WORK ORDER 1 » From the obituary of Calum Macfarlane below, extract the passage that begins with the words containing "Rather than joining" and ends with "College in Glasgow.".
WORK ORDER 2 »
Answer these questions using the obituary of Calum Macfarlane below.
(a) In what year was Calum Macfarlane born?
(b) To which university's department of pharmacy was he seconded in Nigeria?
(c) What was the title of the book he helped write in 1968?

PAGE TEXT »
An industrial pharmacist who oversaw the growth of a research company in Edinburgh has died at the age of 75.
Dr Calum Brechin Macfarlane played a crucial role in ensuring new medicines were manufactured to the highest standards.
He was born in Dundee in 1937, the son of a community pharmacist, Charles Macfarlane.
Educated at Dundee High School, Calum spent two years gaining experience in a community pharmacy before beginning his higher education at the Royal College of Science and Technology and Glasgow University, graduating in 1960 with an honours BSc in Pharmacy.
Rather than joining his father’s practice, he decided to pursue a PhD, researching surfactants – “hidden” ingredients of medicines.
His work was published in various periodicals, such as the Journal of the Chemical Society and the Journal of Pharmacy and Pharmacology.
By the early 1960s, Calum was an assistant lecturer in the department of pharmacy at the Royal College in Glasgow.
Soon after, the college became the University of Strathclyde and Calum was seconded to Nigeria and the department of pharmacy at the University of Ife.
Newly married, he and his wife Mary spent a year in Africa in conditions that differed hugely from the UK, with Calum often reminding well-supported colleagues that he had to prepare solutions for laboratory classes himself.
In 1968, he helped write a book – Solubilization by Surface Active Agents – which has been cited more than 400 times, the latest being this year.

RECORDS SUPPLIED »
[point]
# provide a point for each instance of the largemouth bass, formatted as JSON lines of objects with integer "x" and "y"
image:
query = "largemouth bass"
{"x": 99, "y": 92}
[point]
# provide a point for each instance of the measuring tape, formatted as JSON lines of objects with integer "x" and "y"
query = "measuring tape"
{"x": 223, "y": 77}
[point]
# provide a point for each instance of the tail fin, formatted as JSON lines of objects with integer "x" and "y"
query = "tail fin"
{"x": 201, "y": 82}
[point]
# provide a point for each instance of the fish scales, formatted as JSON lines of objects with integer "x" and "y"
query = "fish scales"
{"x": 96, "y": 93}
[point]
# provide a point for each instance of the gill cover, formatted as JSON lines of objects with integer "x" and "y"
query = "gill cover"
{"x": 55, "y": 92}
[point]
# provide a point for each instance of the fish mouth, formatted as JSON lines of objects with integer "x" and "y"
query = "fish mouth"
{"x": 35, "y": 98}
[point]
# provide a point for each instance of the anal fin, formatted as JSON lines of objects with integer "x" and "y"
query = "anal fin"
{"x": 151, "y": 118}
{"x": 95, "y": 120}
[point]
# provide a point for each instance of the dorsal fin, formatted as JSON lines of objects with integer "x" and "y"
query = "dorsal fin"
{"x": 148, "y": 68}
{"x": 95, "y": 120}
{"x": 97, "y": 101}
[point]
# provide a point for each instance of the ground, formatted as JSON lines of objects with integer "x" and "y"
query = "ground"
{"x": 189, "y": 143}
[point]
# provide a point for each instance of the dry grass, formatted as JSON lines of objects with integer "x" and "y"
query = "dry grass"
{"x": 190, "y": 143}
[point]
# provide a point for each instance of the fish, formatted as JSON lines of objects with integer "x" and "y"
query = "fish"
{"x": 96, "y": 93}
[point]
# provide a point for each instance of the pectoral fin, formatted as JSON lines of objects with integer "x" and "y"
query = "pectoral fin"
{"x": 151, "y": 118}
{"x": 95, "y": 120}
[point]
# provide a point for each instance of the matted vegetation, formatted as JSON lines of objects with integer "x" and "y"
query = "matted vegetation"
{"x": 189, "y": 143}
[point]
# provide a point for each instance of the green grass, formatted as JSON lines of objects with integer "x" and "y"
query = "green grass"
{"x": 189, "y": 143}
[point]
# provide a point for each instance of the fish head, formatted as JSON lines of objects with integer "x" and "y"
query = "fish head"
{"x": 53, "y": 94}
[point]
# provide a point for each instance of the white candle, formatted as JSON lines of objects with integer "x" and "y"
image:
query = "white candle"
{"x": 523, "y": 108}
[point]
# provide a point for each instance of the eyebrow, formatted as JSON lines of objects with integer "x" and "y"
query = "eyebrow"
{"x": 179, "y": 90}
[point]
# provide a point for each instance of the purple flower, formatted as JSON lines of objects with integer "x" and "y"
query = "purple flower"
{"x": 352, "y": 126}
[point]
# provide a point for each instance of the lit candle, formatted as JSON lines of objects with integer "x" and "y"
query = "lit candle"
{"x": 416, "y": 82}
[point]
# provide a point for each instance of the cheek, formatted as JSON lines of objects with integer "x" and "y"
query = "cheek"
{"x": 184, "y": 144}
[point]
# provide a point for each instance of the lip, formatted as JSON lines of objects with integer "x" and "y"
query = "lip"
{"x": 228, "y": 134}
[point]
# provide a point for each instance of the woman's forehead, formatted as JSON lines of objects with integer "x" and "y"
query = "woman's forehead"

EXERCISE ANSWER 1 »
Rather than joining his father’s practice, he decided to pursue a PhD, researching surfactants – “hidden” ingredients of medicines.
His work was published in various periodicals, such as the Journal of the Chemical Society and the Journal of Pharmacy and Pharmacology.
By the early 1960s, Calum was an assistant lecturer in the department of pharmacy at the Royal College in Glasgow.

EXERCISE ANSWER 2 »
(a) 1937
(b) The University of Ife
(c) Solubilization by Surface Active Agents